Dataset entries

-------------------------

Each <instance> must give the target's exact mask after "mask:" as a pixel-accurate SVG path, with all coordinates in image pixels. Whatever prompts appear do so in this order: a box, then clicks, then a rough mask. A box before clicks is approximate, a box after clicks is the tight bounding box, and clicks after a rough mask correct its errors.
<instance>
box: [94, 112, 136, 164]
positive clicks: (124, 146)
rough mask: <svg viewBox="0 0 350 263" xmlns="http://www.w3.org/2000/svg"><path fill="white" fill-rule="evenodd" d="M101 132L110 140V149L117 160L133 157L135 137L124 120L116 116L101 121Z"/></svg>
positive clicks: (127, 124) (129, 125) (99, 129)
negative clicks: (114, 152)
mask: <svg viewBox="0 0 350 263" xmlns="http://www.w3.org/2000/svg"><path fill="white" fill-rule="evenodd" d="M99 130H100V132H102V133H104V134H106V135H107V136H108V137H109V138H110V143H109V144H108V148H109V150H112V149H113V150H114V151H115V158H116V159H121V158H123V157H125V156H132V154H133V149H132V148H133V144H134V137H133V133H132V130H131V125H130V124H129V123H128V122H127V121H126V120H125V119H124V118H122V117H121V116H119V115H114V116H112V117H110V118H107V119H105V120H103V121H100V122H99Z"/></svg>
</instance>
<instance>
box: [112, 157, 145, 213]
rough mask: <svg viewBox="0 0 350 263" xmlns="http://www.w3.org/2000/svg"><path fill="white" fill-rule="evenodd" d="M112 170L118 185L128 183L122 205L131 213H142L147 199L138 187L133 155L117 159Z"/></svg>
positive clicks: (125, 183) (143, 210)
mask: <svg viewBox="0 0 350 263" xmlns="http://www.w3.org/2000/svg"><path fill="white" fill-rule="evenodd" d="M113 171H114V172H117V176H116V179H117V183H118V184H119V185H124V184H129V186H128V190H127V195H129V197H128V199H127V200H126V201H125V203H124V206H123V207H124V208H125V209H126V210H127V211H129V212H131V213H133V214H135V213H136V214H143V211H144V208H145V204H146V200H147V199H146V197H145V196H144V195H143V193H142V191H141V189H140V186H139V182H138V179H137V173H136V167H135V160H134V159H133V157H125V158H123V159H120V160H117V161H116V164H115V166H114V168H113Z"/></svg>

-------------------------

Please transcribe only the lines in the records above running from the line that has "</instance>" through the line that has "170L118 185L128 183L122", both included, exactly as they appear.

</instance>
<instance>
box: [112, 157, 145, 213]
rough mask: <svg viewBox="0 0 350 263" xmlns="http://www.w3.org/2000/svg"><path fill="white" fill-rule="evenodd" d="M112 170L118 185L128 183L122 205L131 213H142L147 199L138 187L133 155L117 159Z"/></svg>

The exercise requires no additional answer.